(Entries from a pointing dataset)
________
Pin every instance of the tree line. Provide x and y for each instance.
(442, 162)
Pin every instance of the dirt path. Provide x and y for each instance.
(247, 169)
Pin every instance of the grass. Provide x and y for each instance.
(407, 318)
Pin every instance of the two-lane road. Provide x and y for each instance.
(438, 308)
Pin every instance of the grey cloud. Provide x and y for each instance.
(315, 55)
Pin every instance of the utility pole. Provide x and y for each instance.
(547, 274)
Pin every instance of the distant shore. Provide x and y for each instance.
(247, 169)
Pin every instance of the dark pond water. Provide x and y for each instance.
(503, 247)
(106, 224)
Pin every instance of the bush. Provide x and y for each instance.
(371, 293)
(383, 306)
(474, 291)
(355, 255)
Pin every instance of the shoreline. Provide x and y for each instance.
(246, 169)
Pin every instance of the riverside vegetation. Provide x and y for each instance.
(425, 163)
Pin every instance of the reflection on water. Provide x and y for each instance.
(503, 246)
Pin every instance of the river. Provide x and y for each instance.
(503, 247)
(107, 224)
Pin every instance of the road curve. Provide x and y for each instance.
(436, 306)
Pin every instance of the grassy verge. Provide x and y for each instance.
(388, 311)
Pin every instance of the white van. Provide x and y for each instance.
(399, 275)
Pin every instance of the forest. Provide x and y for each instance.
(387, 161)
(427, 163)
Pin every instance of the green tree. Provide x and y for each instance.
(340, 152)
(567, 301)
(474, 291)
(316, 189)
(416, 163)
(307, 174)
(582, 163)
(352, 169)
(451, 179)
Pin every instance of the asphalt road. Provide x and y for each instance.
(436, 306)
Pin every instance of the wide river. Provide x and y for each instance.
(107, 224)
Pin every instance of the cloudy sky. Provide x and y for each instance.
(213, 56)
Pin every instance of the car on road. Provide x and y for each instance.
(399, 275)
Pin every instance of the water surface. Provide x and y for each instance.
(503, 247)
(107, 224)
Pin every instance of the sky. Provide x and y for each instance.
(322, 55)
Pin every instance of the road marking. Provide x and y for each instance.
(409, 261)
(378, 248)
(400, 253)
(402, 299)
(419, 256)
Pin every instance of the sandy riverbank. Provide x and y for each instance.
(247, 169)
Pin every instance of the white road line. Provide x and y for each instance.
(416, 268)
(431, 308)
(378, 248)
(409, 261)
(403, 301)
________
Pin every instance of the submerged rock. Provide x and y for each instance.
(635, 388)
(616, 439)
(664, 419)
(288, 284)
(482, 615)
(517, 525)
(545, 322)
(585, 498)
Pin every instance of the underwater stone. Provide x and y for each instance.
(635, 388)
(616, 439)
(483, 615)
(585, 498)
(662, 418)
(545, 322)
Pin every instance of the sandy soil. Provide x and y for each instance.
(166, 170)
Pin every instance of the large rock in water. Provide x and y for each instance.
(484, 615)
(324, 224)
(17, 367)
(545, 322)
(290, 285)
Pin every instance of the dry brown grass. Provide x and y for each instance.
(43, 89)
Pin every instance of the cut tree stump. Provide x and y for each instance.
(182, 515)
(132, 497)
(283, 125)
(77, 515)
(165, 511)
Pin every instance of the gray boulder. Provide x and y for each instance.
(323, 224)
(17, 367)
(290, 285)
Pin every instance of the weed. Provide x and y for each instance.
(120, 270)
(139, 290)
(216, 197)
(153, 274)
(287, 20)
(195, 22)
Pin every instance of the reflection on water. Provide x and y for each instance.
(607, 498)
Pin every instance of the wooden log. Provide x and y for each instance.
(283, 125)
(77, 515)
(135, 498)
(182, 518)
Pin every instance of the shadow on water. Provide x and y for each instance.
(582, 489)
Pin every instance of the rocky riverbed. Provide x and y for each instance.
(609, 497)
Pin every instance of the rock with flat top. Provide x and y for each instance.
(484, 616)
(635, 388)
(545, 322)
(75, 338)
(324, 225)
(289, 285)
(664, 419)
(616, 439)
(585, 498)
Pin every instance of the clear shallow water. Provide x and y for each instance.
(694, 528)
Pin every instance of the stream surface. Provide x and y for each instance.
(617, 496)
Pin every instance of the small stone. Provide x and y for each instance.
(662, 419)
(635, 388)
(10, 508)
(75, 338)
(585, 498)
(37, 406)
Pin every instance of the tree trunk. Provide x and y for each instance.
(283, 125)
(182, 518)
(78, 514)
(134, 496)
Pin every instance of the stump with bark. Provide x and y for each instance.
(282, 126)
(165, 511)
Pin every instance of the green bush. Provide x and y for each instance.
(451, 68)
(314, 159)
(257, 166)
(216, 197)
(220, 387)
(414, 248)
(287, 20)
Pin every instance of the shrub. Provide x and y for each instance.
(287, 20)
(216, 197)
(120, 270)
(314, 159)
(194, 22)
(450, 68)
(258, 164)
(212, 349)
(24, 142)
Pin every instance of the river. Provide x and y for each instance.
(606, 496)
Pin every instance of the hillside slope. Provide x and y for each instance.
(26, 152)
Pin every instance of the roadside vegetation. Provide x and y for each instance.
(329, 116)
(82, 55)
________
WHAT YOU SHOULD DO:
Count the lines in the records above that contain the string "tree". Reply with only the number.

ANSWER IN FULL:
4